Material to process ▸

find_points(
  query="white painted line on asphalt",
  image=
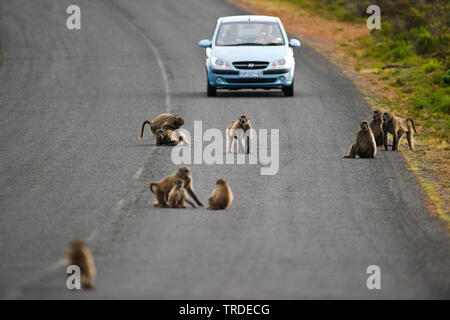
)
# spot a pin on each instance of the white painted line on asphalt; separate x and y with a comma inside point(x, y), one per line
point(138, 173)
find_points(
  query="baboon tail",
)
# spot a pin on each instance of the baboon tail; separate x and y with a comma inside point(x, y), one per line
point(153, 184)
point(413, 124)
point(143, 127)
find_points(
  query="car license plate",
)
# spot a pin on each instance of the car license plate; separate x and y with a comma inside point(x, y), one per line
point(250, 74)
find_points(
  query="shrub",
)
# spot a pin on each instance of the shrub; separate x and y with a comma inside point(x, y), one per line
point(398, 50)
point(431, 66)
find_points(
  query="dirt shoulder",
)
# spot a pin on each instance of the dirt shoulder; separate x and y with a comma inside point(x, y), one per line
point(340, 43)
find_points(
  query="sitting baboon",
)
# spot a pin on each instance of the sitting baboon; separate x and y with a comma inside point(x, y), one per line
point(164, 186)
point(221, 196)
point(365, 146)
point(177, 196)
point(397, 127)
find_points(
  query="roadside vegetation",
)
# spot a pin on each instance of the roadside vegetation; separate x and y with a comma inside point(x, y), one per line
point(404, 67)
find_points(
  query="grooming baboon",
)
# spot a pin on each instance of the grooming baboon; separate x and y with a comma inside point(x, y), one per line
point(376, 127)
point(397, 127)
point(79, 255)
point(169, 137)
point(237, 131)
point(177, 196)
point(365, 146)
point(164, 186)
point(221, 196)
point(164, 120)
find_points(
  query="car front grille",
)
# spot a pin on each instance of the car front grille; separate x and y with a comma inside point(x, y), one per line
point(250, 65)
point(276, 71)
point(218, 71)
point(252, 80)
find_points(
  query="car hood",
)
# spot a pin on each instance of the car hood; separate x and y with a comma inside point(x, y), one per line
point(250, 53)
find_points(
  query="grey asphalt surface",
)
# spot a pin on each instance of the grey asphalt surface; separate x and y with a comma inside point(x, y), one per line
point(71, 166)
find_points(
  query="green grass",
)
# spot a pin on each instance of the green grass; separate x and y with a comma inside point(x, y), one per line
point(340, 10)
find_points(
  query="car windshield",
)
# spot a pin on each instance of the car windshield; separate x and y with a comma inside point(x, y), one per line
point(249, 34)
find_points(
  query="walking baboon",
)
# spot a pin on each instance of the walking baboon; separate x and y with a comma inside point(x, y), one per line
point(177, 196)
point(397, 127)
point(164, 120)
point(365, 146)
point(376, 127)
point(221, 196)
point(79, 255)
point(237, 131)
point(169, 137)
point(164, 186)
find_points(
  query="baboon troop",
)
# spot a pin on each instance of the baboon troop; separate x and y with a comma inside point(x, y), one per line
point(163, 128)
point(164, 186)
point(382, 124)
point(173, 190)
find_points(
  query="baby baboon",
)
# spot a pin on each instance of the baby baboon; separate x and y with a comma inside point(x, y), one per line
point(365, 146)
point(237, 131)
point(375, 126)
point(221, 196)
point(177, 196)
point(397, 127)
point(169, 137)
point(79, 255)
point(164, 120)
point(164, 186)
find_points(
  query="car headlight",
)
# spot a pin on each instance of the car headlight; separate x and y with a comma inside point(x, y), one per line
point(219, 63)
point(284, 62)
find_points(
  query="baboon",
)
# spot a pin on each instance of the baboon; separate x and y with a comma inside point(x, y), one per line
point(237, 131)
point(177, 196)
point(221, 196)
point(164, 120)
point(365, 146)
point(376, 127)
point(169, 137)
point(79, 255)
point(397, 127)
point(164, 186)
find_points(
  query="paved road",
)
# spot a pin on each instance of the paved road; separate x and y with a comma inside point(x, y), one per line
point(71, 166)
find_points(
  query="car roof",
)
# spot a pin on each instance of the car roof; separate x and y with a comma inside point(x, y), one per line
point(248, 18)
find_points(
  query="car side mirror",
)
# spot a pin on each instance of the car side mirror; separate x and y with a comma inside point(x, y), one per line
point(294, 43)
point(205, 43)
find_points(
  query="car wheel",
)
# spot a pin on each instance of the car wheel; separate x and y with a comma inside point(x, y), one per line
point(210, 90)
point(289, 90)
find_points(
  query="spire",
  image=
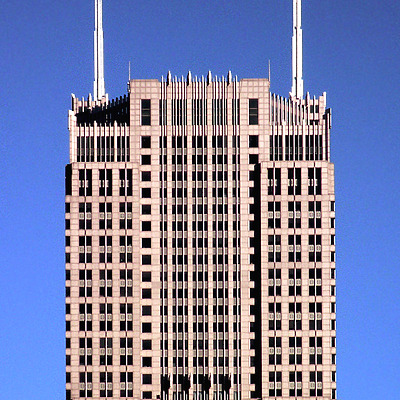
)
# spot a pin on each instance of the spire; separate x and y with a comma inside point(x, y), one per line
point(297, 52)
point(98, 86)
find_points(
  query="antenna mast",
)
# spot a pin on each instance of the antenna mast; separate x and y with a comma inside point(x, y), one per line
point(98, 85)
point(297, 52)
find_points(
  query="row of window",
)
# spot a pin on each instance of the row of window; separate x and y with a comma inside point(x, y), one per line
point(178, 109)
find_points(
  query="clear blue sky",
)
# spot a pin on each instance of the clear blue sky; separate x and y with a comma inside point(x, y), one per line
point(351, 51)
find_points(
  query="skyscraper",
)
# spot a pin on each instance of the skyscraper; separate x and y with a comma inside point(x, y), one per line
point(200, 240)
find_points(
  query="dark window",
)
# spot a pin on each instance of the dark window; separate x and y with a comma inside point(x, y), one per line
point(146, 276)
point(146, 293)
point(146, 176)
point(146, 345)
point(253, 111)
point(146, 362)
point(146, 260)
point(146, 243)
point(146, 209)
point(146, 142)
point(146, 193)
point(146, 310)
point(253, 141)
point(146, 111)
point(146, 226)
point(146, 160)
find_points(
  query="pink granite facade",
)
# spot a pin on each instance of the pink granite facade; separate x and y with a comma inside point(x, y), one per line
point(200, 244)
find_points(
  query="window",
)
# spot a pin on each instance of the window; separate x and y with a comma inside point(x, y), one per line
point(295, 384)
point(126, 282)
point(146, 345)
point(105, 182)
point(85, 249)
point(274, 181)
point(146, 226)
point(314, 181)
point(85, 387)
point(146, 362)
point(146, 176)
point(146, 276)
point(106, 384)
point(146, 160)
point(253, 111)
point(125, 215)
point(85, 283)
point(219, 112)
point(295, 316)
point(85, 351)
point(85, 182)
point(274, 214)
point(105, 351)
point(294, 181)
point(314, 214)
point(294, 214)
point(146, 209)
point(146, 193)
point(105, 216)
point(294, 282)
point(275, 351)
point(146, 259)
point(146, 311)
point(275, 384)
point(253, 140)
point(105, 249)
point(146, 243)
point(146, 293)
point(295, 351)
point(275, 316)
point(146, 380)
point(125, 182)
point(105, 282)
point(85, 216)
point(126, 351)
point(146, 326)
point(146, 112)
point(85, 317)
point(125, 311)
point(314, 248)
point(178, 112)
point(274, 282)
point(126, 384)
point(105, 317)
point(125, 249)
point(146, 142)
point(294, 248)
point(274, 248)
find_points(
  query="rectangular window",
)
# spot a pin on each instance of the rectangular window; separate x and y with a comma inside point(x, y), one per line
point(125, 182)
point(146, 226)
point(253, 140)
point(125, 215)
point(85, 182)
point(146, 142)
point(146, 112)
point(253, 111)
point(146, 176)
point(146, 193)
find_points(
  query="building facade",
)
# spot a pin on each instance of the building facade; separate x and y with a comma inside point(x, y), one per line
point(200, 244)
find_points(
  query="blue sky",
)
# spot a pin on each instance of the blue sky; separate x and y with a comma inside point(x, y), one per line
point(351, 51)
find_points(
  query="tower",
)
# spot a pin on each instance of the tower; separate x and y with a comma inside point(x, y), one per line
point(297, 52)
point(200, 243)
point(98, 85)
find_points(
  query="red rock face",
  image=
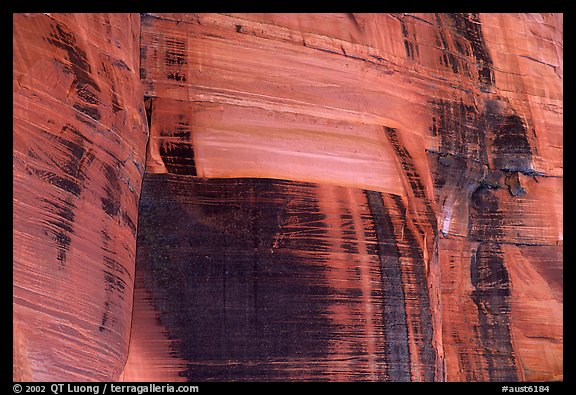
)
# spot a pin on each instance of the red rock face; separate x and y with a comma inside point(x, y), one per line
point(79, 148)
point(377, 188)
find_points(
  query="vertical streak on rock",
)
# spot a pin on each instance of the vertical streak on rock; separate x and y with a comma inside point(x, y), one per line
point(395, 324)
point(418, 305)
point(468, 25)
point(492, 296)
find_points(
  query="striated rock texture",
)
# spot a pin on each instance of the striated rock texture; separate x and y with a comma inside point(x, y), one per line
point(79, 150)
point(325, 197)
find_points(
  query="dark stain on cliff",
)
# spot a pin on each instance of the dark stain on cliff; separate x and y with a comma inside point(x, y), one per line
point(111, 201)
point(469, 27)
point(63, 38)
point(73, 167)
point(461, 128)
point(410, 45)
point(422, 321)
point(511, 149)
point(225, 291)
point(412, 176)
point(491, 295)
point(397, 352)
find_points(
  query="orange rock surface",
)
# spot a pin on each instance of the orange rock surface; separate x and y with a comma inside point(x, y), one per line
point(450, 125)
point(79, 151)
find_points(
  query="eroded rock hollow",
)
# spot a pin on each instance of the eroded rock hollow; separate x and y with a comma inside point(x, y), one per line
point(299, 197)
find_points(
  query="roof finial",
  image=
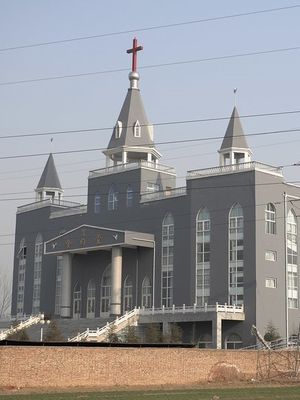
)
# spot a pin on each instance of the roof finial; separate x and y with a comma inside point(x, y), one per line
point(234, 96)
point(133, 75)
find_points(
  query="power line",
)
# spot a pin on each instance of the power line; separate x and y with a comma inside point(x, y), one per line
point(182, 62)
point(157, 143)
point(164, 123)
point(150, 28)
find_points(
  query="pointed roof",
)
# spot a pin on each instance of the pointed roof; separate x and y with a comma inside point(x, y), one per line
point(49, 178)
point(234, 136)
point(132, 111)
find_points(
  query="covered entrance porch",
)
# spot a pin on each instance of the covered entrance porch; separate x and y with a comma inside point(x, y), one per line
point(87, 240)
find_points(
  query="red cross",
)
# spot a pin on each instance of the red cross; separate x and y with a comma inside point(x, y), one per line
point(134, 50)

...

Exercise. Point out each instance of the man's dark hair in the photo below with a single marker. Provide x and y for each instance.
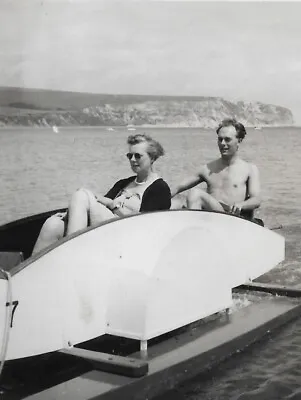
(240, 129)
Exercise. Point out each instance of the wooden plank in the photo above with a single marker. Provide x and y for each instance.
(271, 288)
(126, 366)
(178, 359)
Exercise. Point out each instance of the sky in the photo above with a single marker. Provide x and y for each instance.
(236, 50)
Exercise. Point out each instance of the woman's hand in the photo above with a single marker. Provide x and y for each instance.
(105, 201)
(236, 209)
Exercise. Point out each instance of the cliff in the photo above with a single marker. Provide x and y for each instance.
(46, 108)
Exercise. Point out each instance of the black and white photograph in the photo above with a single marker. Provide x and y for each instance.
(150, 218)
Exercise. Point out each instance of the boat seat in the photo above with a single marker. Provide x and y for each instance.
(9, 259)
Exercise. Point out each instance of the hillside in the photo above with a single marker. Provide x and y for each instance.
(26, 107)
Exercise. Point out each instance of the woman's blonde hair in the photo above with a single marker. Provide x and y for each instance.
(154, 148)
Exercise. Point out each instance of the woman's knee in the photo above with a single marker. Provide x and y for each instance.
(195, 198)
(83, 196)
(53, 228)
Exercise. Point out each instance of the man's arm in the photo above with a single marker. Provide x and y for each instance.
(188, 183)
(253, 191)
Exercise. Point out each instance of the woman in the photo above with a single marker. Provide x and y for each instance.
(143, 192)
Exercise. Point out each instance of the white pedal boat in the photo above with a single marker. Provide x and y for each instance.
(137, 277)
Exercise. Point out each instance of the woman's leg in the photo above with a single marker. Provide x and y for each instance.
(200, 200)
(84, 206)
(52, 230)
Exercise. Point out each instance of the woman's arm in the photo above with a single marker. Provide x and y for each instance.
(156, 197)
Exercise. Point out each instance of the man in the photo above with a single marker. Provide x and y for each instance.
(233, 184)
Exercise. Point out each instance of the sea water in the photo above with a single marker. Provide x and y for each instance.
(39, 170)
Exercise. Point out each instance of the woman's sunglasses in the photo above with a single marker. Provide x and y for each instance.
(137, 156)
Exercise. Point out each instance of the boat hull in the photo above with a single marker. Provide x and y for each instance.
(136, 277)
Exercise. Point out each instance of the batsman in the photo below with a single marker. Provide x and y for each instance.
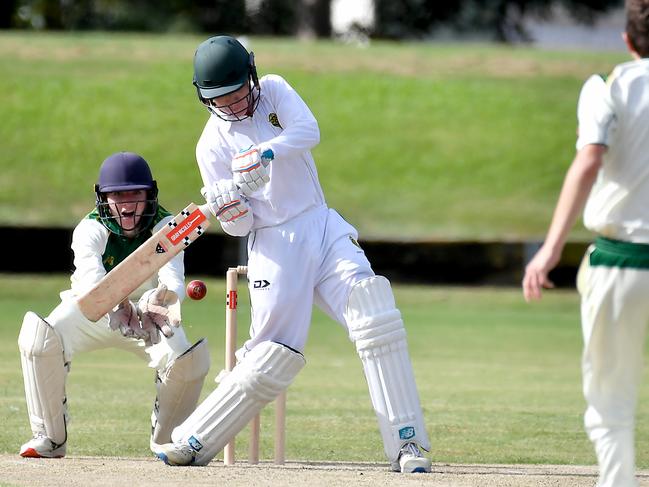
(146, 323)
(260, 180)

---

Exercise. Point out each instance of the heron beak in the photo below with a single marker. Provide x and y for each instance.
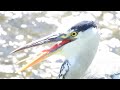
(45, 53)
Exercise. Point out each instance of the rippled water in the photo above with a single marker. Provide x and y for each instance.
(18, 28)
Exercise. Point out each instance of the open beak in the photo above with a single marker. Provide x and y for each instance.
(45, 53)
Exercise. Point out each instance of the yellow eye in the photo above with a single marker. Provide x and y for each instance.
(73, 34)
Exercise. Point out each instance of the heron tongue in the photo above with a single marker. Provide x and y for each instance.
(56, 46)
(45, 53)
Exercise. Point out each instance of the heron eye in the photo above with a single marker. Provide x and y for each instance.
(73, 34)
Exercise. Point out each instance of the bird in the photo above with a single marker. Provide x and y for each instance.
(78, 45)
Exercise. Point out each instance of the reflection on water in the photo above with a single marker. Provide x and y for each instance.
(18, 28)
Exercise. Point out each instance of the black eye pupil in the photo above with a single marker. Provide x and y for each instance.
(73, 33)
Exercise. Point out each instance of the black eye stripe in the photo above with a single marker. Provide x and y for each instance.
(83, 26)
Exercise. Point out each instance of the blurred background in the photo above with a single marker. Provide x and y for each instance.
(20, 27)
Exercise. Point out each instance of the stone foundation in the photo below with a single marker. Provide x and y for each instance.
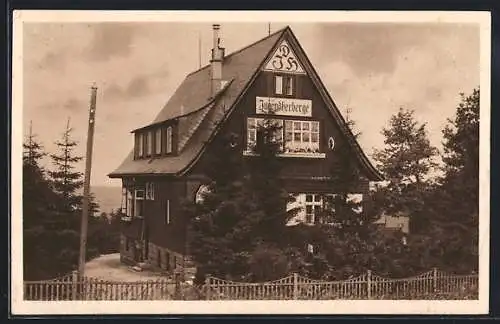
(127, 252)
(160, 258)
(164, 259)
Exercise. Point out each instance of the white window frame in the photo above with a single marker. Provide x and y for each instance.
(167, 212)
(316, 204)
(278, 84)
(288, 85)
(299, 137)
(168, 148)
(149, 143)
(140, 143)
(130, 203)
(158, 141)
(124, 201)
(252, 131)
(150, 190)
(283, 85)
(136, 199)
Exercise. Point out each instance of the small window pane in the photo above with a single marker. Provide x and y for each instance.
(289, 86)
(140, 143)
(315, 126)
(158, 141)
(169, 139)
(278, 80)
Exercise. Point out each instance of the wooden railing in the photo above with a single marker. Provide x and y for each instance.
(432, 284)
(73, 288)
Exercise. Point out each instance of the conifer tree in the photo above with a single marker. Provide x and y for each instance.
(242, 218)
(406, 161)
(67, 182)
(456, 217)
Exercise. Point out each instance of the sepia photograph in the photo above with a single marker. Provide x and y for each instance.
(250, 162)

Stated exercise ▸ Pick out each line in the material above that contains the word "building" and copy those lines.

Finished task ▸
  query="building facade",
# spot a pin on each instance of the building facade; separate x and y with a comma inside point(x, y), one per line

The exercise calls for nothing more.